:: DATA LINES ::

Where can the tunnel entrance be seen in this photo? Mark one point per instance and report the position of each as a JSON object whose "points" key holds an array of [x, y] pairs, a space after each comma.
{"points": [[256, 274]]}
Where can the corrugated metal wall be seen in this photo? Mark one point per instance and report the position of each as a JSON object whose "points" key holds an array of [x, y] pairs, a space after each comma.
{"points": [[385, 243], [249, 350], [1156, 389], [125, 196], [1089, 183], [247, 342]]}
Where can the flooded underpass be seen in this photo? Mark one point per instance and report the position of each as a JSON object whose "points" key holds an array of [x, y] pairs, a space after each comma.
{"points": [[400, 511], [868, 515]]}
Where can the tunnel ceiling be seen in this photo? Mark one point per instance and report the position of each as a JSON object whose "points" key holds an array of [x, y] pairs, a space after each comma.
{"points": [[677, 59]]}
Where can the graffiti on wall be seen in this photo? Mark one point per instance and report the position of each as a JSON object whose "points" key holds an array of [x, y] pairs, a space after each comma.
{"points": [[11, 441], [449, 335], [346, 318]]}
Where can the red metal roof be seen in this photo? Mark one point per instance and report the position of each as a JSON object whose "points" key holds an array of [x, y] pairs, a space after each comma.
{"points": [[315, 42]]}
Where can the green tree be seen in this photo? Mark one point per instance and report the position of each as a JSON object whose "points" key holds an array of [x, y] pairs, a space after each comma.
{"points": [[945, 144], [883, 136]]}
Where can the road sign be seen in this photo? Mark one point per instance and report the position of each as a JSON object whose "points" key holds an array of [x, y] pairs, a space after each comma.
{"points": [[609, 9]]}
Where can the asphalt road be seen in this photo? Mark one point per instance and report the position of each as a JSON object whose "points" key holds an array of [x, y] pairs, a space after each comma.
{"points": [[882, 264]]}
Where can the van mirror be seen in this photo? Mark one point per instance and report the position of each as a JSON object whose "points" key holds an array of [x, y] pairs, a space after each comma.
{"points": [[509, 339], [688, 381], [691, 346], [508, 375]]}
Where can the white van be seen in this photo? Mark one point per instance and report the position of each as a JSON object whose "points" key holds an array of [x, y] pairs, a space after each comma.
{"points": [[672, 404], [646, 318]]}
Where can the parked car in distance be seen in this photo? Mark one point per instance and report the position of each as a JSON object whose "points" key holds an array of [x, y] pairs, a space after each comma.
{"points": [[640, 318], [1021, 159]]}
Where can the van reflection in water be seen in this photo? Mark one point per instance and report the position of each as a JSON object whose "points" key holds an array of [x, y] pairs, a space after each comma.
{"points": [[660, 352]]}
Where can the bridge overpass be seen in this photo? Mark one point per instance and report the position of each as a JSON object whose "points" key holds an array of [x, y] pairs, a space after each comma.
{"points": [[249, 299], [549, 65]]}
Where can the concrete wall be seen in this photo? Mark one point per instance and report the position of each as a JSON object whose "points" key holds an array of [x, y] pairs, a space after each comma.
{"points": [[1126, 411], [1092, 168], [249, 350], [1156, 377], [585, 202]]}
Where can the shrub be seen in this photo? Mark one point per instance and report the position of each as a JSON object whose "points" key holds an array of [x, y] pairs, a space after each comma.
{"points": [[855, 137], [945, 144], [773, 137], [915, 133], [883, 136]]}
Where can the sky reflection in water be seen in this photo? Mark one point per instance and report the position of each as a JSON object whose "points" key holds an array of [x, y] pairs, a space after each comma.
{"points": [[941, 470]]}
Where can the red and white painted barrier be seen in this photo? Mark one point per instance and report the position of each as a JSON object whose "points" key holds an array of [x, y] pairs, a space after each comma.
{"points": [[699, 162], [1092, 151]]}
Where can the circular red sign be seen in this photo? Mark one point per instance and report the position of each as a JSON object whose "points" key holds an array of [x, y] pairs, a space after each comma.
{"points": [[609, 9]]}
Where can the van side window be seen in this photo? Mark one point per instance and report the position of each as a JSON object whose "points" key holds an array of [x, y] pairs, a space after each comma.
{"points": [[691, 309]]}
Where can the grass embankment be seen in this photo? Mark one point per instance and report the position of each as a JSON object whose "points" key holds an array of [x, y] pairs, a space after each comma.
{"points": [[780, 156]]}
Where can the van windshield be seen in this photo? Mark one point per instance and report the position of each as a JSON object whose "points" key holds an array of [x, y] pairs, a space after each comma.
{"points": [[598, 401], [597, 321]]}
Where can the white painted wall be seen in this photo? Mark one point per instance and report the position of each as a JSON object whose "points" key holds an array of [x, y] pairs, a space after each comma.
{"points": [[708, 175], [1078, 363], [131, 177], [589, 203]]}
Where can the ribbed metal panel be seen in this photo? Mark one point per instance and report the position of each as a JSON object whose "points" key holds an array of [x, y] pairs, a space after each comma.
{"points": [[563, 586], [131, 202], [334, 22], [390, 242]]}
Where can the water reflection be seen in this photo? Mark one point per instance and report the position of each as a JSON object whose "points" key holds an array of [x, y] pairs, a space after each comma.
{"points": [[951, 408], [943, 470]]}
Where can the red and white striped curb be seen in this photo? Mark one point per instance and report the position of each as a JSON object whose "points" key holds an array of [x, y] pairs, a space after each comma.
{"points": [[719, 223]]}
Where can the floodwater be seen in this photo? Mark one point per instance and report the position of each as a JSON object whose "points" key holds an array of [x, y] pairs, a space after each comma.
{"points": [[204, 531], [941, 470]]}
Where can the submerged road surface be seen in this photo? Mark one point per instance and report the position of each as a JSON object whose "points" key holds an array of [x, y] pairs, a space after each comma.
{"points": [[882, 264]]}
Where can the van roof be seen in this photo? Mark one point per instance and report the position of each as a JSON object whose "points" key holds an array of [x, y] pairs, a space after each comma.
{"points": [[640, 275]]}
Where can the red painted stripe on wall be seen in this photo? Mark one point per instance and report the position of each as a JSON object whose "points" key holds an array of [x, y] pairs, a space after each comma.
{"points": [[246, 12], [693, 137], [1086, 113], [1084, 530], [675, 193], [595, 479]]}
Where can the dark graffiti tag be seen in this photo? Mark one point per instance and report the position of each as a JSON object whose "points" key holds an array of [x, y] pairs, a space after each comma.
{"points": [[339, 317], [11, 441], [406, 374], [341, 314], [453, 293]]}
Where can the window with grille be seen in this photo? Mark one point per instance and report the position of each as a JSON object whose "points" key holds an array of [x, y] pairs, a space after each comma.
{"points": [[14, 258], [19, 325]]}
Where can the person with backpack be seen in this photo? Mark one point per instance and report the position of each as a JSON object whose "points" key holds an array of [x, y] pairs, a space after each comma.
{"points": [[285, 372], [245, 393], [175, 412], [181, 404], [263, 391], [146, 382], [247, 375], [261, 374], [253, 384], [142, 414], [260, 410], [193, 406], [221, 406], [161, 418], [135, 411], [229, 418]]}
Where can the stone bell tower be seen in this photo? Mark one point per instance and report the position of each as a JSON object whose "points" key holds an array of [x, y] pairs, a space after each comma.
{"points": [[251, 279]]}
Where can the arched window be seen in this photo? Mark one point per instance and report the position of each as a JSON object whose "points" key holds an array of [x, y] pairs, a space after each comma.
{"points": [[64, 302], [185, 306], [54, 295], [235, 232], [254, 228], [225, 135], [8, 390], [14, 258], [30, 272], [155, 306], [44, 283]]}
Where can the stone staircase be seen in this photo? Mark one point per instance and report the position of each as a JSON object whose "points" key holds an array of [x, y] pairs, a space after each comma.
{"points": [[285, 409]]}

:: REQUIREMENTS ::
Produce an exact repeat of the lines from the one containing "Where can the person" through the last line of the data, and nothing more.

:: SOLUTION ::
Where can the person with backpack be seen in this photo? Mark one point per instance and report the position of each as a JSON object whose "points" key holds an array of [x, y] pairs, a space after each comma.
{"points": [[285, 372], [245, 393], [175, 412], [181, 404], [263, 391], [146, 382], [247, 375], [261, 374], [253, 384], [142, 414], [260, 410], [193, 406], [221, 406], [161, 418], [135, 411], [229, 418]]}
Where can the stone bell tower be seen in this photo? Mark one point per instance and report the position of each as a JSON object whose "points" key holds an array of [x, y] pairs, a space after each comma.
{"points": [[251, 279]]}
Where can the arched window be seen in this photo? Mark one point per instance and report the position of each as a JSON object whose "points" key holds an array of [x, y] pairs, a space after each comma.
{"points": [[64, 302], [185, 306], [54, 295], [235, 232], [254, 228], [225, 135], [8, 390], [14, 258], [30, 272], [155, 306], [44, 283]]}
Where can the stone staircase be seen in this photo? Mark one point per instance and report the position of each as a JSON object whose "points" key holds an array of [x, y] pairs, a space after each comma.
{"points": [[285, 409]]}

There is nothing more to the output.